Surabaya Perangi TBC: Sosialisasi Masif dan Kolaborasi Hexa Helix
Pemkot Surabaya gencar sosialisasikan pencegahan TBC lewat kolaborasi hexa helix, guna eliminasi penyakit ini di Surabaya dan dukung target nasional 2030, sekaligus ubah stigma negatif terhadap penderita.

Surabaya Bergerak Lawan TBC
Pemerintah Kota (Pemkot) Surabaya meningkatkan upaya pencegahan dan pengendalian Tuberkulosis (TBC) dengan gencar melakukan sosialisasi dan berkolaborasi dengan berbagai unsur, termasuk pendekatan hexa helix. Inisiatif ini bertujuan untuk mencapai eliminasi TBC di Surabaya dan mendukung target nasional eliminasi pada tahun 2030. Wali Kota Surabaya, Eri Cahyadi, menekankan pentingnya upaya ini dalam mengatasi penyakit yang sulit dideteksi dan seringkali menimbulkan stigma negatif.

★ ★ ★ ★ ★ ★ ★

● Ketentuan Latihan:
1 – Jawablah pertanyaan berikut berdasarkan teks tentang penanggulangan TBC di Surabaya.
(a) Pendekatan kolaborasi apa yang digunakan Pemkot Surabaya?
(b) Pada tahun berapa target nasional eliminasi TBC?
(c) Siapa Wali Kota Surabaya?
2 – Lanjutkan teks tentang penanggulangan TBC di Surabaya mulai dari kalimat terakhirnya.

Data lokalisasi titik
★ ★ ★ ★ ★ ★ ★

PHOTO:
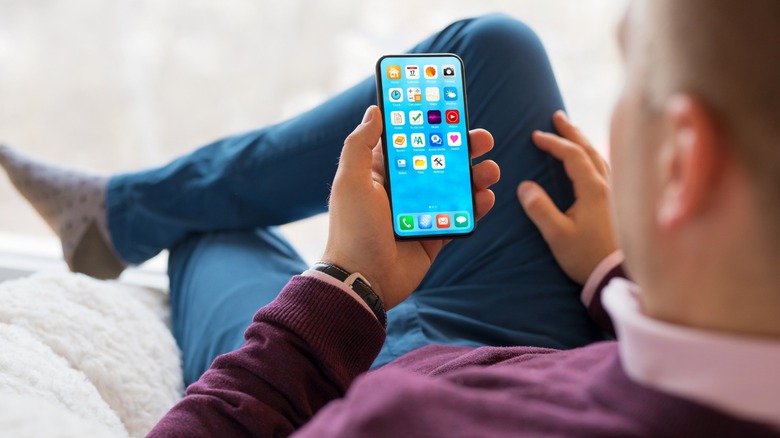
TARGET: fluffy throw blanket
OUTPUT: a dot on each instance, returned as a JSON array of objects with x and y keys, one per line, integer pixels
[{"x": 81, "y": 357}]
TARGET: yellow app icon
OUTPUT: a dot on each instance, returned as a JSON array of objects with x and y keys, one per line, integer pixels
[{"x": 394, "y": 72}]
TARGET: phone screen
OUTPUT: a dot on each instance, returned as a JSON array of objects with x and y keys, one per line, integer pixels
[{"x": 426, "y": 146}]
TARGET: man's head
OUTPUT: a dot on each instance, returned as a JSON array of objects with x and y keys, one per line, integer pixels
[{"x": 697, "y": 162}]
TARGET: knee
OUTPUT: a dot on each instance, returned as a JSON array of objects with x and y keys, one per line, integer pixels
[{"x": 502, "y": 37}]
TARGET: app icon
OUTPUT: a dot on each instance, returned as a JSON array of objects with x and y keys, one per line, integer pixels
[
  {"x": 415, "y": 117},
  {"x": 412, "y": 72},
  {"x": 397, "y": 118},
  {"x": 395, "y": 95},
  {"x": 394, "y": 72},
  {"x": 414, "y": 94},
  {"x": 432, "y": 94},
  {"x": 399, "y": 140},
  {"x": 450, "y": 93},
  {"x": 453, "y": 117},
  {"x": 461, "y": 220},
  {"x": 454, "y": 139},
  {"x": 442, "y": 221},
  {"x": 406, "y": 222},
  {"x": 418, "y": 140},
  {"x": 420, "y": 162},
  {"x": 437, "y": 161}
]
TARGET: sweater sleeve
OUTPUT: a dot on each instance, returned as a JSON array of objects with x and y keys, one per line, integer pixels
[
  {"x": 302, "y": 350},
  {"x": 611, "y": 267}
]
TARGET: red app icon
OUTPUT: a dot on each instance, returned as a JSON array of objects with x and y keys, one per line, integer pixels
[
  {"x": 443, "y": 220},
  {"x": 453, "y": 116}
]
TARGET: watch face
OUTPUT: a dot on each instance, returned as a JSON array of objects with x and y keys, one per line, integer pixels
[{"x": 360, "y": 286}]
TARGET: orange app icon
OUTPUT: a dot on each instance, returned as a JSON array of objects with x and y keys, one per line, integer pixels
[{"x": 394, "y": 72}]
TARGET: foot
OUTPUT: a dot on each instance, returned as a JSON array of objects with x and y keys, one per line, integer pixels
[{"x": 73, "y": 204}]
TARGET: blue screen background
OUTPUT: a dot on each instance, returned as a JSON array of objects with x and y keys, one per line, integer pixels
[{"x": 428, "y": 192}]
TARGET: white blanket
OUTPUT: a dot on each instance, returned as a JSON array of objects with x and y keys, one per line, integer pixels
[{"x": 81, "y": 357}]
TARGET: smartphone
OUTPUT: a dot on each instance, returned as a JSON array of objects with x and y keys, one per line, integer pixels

★ ★ ★ ★ ★ ★ ★

● Jawaban Latihan:
1 –
(a) Pendekatan hexa helix.
(b) Tahun 2030.
(c) Eri Cahyadi.

2 –
Mengapa Sosialisasi TBC Penting?
Penyakit TBC seringkali tidak terdeteksi karena penderita enggan mengakuinya, dikarenakan rasa malu, dan hal ini berakibat pada penularan ke keluarga dan lingkungan sekitar. Oleh karena itu, sosialisasi masif sangat penting untuk meningkatkan kesadaran masyarakat akan pentingnya deteksi dini dan pengobatan yang tepat. Pemkot Surabaya memanfaatkan berbagai media, termasuk media sosial, untuk menjangkau masyarakat secara luas.
Strategi Pemkot Surabaya dalam Penanggulangan TBC
Salah satu strategi Pemkot Surabaya adalah program RW 1 Nakes 1 (R1N1). Program ini bertujuan mendekatkan layanan kesehatan kepada warga, memudahkan deteksi dini penyakit, termasuk TBC. Wali Kota Eri Cahyadi menyebut program ini sebagai bagian dari 'Surabaya Bergerak', sebuah gerakan untuk meningkatkan kualitas kesehatan warga. Melalui R1N1, setiap RW dapat memonitor kondisi kesehatan warganya, termasuk mengidentifikasi potensi penderita TBC.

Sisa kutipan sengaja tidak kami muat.